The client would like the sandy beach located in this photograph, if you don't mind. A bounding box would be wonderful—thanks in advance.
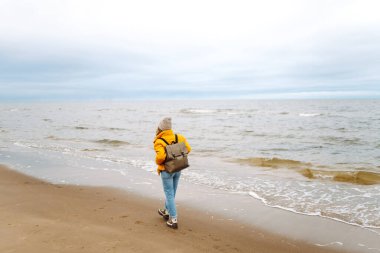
[0,166,344,253]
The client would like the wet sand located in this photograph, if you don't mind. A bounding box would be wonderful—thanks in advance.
[0,166,337,253]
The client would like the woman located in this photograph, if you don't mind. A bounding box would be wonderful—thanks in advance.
[153,118,191,229]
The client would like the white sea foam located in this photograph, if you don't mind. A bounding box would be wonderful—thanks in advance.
[299,113,321,117]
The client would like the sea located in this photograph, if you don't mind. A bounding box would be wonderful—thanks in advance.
[0,99,380,228]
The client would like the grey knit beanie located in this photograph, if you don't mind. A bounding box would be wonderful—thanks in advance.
[158,117,172,131]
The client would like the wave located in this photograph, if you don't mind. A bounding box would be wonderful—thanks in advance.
[102,127,126,131]
[94,139,129,147]
[299,113,322,117]
[74,126,90,130]
[180,109,218,114]
[236,157,312,169]
[299,169,380,185]
[180,109,241,115]
[235,157,380,185]
[82,148,106,152]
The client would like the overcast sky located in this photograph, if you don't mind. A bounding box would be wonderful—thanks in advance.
[0,0,380,101]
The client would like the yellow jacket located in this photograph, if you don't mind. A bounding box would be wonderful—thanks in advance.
[153,130,191,174]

● ● ● ● ●

Copy every row above word for word, leaving the picture out of your answer.

The client would like the sandy beach located in this photograph, if you don't mind. A bounding box would be wonderful—thanks in advance.
[0,166,344,253]
The client would like the wet sand located in this photograph, if you don't mind. A bounding box would be wonderful—thanks in advance.
[0,166,337,253]
The client would like the woman located in this photograph, if you don't mind. A bounding box would be wonderful—thanks in advance.
[153,118,191,229]
The client would like the white sea foam located in this photograph, if you don't mind. A bounding box would be wonderful—thanks in advance.
[299,113,321,117]
The client would like the sea located in this photograph, if you don't mind. A bounding box would be wonderful—thanks in advance.
[0,99,380,228]
The client would like the grey knit beanie located in this photograph, if you don't mind. A bounding box would be wonderful—thanks in advance.
[158,117,172,131]
The client would like the wave located in this photograph, if you don't mind. A bounding box would be wonderful—thanks in advance.
[102,127,126,131]
[94,139,129,147]
[299,113,322,117]
[74,126,90,130]
[180,109,218,114]
[236,157,312,169]
[299,169,380,185]
[180,109,241,115]
[235,157,380,185]
[82,148,106,152]
The client would like the overcast sky located in this photograph, if you don't mind. A bounding box would be wonderful—thanks in advance.
[0,0,380,101]
The client would like the yellow jacket located in this photograph, if you don't mind. A bounding box would be wonderful—thanks in advance.
[153,130,191,174]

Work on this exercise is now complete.